▸ **Supplied records**:
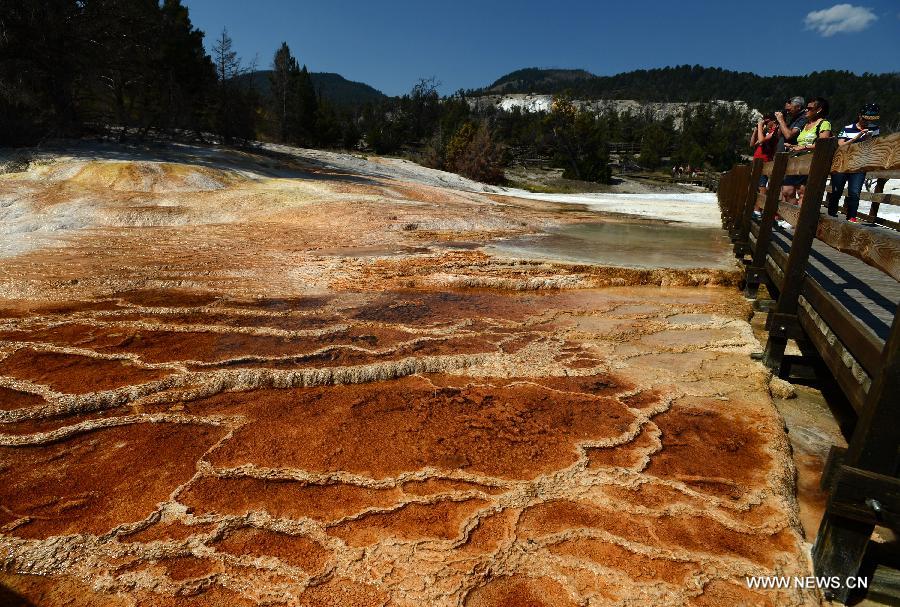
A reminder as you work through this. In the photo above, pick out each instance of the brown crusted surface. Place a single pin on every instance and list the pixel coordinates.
(74, 373)
(94, 481)
(438, 520)
(356, 410)
(517, 591)
(489, 431)
(294, 550)
(284, 499)
(14, 399)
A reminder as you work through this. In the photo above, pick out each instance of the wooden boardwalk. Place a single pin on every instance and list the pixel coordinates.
(836, 286)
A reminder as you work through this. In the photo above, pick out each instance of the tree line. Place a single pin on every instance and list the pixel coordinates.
(133, 69)
(846, 92)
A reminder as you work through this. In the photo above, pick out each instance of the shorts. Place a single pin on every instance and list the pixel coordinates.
(794, 180)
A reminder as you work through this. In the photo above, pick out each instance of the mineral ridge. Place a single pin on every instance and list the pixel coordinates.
(228, 379)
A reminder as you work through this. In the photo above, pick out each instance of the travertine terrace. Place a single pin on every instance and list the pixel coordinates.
(238, 379)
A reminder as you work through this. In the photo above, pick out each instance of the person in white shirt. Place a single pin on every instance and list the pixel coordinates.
(864, 129)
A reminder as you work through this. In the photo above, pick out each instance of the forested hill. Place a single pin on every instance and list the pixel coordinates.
(846, 91)
(333, 87)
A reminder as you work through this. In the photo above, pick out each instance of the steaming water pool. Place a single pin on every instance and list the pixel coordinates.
(626, 244)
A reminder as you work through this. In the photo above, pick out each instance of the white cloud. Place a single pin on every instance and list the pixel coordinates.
(840, 19)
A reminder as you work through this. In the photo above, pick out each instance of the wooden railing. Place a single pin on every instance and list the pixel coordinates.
(825, 275)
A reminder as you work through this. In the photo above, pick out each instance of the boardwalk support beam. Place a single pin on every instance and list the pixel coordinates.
(862, 494)
(801, 245)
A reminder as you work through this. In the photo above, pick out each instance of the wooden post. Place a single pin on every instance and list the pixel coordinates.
(742, 246)
(736, 199)
(757, 270)
(727, 188)
(783, 324)
(842, 540)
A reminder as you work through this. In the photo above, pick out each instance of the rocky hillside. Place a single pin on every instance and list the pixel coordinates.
(651, 109)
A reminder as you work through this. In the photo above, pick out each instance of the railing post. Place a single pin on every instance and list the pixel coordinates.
(736, 200)
(742, 246)
(757, 270)
(841, 541)
(782, 323)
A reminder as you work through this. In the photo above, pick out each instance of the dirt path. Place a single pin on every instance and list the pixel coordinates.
(317, 404)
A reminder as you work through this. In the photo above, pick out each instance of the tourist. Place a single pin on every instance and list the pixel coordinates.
(790, 124)
(817, 127)
(865, 128)
(763, 141)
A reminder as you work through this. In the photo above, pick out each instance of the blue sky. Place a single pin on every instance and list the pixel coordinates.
(468, 44)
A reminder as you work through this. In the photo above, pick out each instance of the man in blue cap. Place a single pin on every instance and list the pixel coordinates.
(864, 129)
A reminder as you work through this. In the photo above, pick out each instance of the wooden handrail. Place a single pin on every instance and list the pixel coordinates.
(878, 248)
(879, 154)
(813, 307)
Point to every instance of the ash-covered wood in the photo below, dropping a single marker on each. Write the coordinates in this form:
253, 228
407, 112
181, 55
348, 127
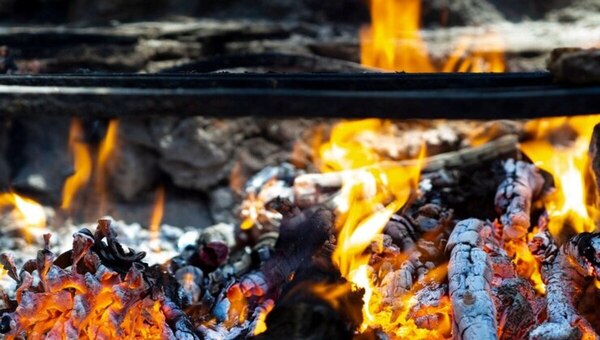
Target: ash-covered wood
574, 267
522, 185
470, 275
91, 298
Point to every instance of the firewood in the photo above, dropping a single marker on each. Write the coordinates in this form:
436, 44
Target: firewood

▸ **Try it**:
Give back the whole of the material exactly, with the pictures removed.

▸ **Task response**:
A reminder as you work through this. In the photo above, pick out each instance of the brown crusted surface. Place a single pin on every instance and list the pixel coordinates.
(74, 373)
(94, 481)
(438, 520)
(356, 410)
(517, 591)
(489, 431)
(294, 550)
(284, 499)
(14, 399)
A reminder as you work through this. In the photo above, pick out each instance of the wooden boardwalk. Place a single pin on every instance and list the pixel coordinates.
(836, 286)
A reminder as you work through this. In the photo above, pick out each instance of the tree line. Place a single pin on every instance and list the pixel coordinates.
(133, 69)
(846, 92)
A reminder as you work through this. In the photo above, pick out each instance of the shorts. Place a single pin on every instance and list the pixel coordinates.
(794, 180)
A reminder as you work through this. In the photo above, pick out each instance of the mineral ridge. Place a single pin on every instance and list the pixel coordinates.
(228, 379)
A reminder as you work through this. In the photo above, pick out each instance of the travertine terrace. Place a single pin on every instance and list the pixel coordinates.
(238, 379)
A reminder as you work through this. In the photo above, pick out each instance of the person in white shirt. Place a single pin on every instance and list the pixel coordinates.
(864, 129)
A reminder as you work through this. In the photo above, pick out each instance of the forested hill. Place a single pin on every instance and list the pixel coordinates.
(846, 91)
(333, 87)
A reminder as you work through this. In the photo above, pick out each instance of the steaming water pool. Place a single pin on every instance and list the pixel coordinates.
(626, 244)
A reminder as you work through this. In the photo above, pick out each instance of the white cloud. Place a single pin on every instance and list the pixel coordinates.
(840, 19)
A reminder as you work through this. In the photo above, pick out each instance of the wooden railing. Place a single pin on every instance and list the pixel coordinates.
(825, 275)
A reminder as you work through this. In the photo above, pick out each instance of the boardwalk support beam. Place a single pin on every instance and list the pixel coordinates.
(862, 494)
(801, 245)
A reminder as you work through this. In the photo above, pick out each instance of the wooden post. Place a single pin on every instance and list the pixel coordinates.
(742, 246)
(736, 199)
(757, 270)
(727, 188)
(783, 324)
(842, 540)
A reminder as you work through this. In the photo above, pick out each instance of the rocky hillside. Place a single pin on every instance and list the pixel coordinates.
(651, 109)
A reminder as you work through this. In the photo above, pick out each instance of the railing post. Place a single pin on every instance and list the pixel coordinates.
(736, 200)
(742, 246)
(757, 270)
(841, 541)
(782, 323)
A reminder as you work through this. In the photo above, pick out each instance of the dirt path. Place a single pin on every instance and list the pixel coordinates.
(317, 404)
A reminder as you work through this. In the photo above, pick out each instance of the tourist. Place a single pin on every instance and list the pixel coordinates.
(790, 124)
(817, 127)
(865, 128)
(763, 141)
A reminder as you work through this. In the photo above, pick out each instance of the blue sky. Place a single pin on every instance and list the pixel coordinates.
(468, 44)
A reminder as you work through this. In the photo above, pick out each instance of the man in blue cap. Place a single pin on every instance and list the pixel coordinates.
(864, 129)
A reminder as you work through this. In the photo above, pick out each instance of the wooden handrail. Place a single pin on every instance and list the pixel coordinates.
(878, 248)
(879, 154)
(813, 307)
Point to every instance of the ash-covered wood in the photo below, dropping a single marker on each. Write the coordinates in this form:
253, 228
407, 112
181, 55
348, 127
Target: ash-covered wood
574, 267
522, 185
470, 275
91, 298
Point to every instance of the firewood in the photo above, dropping a single marker on each. Write the coordinates in this form:
436, 44
Target: firewood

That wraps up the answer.